═════ Source data ═════
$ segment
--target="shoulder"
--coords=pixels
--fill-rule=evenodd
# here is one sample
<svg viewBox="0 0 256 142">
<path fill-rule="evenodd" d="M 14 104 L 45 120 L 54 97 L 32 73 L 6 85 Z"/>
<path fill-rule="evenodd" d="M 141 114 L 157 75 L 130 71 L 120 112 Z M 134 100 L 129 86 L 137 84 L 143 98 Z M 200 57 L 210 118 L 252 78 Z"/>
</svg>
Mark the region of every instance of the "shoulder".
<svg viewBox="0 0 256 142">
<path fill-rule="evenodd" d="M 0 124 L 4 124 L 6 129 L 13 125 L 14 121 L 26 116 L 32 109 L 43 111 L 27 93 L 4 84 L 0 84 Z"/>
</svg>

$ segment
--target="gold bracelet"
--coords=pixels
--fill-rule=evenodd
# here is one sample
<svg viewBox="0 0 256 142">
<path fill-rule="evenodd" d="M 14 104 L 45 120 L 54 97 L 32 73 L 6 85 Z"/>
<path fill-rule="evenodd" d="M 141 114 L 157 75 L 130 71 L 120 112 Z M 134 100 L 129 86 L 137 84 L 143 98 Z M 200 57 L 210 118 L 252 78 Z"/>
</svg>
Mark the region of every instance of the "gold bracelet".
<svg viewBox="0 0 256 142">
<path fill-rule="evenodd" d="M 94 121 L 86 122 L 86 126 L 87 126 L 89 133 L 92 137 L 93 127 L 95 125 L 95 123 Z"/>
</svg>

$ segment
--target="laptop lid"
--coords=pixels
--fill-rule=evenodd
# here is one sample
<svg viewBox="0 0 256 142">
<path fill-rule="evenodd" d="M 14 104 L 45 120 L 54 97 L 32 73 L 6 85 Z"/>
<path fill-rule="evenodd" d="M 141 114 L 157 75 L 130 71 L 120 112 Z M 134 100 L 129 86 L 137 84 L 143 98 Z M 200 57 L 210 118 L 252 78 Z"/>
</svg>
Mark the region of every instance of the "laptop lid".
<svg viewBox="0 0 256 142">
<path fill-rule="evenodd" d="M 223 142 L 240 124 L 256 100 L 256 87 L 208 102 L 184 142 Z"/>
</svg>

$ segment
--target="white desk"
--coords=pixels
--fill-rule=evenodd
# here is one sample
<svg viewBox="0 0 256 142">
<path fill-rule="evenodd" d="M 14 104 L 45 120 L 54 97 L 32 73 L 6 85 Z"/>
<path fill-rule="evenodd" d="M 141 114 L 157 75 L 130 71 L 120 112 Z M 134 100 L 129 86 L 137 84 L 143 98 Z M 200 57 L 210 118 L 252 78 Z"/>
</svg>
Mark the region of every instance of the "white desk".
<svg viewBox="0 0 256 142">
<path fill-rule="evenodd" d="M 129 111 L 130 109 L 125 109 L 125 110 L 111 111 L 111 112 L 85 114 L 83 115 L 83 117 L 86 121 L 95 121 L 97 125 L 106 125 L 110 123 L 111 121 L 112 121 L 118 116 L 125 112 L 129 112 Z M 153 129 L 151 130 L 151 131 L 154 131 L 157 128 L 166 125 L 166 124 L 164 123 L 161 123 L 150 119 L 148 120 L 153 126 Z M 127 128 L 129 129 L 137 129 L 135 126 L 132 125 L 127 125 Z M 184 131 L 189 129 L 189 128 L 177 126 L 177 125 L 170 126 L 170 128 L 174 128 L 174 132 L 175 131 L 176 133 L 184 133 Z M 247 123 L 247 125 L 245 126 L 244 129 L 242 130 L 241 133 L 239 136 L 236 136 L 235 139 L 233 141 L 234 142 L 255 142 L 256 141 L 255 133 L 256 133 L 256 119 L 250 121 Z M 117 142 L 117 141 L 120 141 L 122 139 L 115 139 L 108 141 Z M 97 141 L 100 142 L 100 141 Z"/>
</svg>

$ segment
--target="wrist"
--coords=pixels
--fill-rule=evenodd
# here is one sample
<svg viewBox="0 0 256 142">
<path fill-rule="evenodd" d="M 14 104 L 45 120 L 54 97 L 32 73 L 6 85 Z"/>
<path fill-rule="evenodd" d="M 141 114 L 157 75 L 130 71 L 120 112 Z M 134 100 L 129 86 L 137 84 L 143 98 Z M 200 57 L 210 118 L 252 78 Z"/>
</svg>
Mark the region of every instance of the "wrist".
═════
Written problem:
How many lines in the records above contain the string "region"? Treat case as significant, and reply with the number alone.

Complete answer:
5